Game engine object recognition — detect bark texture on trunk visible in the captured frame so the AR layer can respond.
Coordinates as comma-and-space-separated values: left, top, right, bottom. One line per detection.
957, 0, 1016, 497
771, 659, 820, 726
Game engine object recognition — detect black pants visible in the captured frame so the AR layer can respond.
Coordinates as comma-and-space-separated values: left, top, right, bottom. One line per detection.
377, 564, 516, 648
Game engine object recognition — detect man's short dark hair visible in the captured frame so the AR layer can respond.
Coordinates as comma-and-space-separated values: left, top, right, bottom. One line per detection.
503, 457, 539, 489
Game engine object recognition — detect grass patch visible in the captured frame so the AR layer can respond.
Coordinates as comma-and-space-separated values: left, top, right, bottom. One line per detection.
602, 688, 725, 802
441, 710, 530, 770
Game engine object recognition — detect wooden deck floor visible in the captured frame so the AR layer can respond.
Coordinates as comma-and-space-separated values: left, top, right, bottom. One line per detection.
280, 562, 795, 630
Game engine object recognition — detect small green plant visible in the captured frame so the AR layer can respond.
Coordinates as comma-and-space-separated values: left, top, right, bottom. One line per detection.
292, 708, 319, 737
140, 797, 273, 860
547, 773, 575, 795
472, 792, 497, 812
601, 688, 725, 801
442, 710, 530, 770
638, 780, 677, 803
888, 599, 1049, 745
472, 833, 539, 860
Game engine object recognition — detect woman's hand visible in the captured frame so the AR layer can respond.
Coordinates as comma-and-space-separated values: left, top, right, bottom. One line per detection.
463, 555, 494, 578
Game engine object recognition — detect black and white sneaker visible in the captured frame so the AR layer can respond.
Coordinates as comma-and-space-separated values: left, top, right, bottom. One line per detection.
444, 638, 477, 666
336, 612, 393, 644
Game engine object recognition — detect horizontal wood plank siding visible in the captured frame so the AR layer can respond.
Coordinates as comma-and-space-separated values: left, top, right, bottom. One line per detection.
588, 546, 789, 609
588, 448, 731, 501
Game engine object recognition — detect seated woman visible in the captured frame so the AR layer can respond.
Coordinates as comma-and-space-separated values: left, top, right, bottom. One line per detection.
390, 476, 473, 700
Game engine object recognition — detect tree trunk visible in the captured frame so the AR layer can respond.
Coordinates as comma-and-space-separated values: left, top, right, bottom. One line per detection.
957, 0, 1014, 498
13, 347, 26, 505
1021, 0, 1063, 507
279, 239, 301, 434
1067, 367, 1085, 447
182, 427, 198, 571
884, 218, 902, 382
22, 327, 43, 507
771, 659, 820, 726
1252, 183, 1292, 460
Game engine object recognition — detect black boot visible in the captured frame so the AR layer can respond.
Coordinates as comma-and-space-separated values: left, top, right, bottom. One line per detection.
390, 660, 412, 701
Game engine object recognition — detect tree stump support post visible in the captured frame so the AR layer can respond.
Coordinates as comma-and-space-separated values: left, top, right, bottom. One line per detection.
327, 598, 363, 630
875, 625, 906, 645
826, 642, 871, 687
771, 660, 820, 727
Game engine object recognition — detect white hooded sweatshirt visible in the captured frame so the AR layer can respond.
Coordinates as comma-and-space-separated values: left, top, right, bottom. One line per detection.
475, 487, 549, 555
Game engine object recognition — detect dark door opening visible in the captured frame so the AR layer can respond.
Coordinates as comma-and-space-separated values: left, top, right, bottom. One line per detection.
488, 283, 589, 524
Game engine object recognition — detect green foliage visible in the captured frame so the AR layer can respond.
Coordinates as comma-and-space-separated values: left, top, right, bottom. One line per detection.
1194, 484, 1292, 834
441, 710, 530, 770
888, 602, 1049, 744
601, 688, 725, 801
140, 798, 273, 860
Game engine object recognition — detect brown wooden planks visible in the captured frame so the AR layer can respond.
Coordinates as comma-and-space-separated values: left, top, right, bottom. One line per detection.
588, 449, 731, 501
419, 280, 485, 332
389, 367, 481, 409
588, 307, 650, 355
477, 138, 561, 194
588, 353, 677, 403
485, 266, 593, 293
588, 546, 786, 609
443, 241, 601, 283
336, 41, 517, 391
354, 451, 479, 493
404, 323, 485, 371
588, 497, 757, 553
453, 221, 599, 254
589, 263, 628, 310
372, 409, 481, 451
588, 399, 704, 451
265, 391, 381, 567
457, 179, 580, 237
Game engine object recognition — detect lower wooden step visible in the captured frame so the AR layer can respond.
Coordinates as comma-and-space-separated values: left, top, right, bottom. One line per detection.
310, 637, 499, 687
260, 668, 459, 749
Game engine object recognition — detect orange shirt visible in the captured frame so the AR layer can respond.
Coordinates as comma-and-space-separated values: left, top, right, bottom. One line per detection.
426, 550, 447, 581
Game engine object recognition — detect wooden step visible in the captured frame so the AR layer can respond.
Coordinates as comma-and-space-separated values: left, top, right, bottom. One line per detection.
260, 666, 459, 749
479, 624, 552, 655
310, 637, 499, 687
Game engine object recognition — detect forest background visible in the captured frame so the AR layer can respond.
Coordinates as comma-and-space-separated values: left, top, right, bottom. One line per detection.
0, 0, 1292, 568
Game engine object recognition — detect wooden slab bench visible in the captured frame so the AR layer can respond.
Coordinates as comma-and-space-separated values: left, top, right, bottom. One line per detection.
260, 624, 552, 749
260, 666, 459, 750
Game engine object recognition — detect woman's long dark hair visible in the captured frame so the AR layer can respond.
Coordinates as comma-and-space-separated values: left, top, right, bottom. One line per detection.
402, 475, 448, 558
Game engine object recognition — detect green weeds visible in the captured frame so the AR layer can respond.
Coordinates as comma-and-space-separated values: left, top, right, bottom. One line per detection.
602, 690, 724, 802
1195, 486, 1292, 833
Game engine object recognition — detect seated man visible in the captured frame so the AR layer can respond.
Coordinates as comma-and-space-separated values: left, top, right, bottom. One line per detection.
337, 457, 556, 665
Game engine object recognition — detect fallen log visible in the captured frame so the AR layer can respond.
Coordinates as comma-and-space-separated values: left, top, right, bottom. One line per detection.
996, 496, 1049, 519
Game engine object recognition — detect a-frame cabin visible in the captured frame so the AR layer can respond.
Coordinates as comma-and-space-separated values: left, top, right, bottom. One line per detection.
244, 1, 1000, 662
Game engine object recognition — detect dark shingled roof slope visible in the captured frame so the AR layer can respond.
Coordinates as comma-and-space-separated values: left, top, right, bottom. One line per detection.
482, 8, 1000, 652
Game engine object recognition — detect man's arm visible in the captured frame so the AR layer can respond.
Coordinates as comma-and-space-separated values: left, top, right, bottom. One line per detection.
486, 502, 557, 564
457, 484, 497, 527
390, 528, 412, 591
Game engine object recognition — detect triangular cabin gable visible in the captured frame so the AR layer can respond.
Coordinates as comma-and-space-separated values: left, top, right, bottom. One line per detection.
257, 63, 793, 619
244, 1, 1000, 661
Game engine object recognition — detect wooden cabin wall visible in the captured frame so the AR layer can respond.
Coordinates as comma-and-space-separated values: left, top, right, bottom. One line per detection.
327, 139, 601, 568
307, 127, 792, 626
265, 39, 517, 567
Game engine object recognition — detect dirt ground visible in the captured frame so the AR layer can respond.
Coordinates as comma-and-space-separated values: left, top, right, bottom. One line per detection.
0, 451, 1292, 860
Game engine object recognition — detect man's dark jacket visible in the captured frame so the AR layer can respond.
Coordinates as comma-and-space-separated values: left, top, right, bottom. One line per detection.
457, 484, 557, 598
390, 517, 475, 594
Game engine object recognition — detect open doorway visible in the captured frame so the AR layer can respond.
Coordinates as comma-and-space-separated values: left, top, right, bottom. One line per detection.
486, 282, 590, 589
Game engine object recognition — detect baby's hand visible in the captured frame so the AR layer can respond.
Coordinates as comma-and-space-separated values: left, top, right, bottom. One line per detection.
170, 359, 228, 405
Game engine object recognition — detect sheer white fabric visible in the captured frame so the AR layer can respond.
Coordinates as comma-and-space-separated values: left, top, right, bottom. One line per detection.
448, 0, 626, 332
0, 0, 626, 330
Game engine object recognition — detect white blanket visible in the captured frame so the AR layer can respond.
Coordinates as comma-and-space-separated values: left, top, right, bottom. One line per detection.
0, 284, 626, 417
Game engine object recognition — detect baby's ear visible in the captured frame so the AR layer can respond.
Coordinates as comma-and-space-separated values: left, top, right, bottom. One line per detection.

◆ YOUR GOAL
Give the part of the material that opens with the line containing "Game engine object recognition — detect small" and closes with the line containing "588, 448, 731, 501", both of those lines included, as a JSON list of strings with one string per line and blank lines left out.

◆ COMPLETED EXERCISE
[
  "Game engine object recognition — detect small green plant visible in the captured frame so the AR layer can respond.",
  "Coordinates as comma-and-space-separated values: left, top, right, bottom. One line per detection.",
  "292, 708, 319, 737",
  "140, 797, 273, 860",
  "547, 773, 575, 795",
  "472, 792, 497, 812",
  "601, 688, 725, 801",
  "442, 710, 530, 770",
  "638, 780, 677, 803",
  "888, 599, 1049, 745",
  "472, 833, 539, 860",
  "Game engine object recognition — detect woman's hand visible in the captured frame so the AR layer can respond.",
  "Coordinates as comma-and-space-separated values: left, top, right, bottom. One line per detection.",
  "463, 555, 494, 578",
  "Game engine object recognition — detect black and white sneaker visible in the captured frame so the AR layer can respond.",
  "Coordinates as comma-and-space-separated values: left, top, right, bottom. One line per detection.",
  "444, 638, 477, 666",
  "336, 612, 393, 644",
  "Game engine object recognition — detect horizontal wood plank siding visible in the captured frame so the AR layer can respond.",
  "Coordinates as comma-and-space-separated values: left, top, right, bottom. One line per detection.",
  "588, 546, 789, 609",
  "588, 448, 731, 501"
]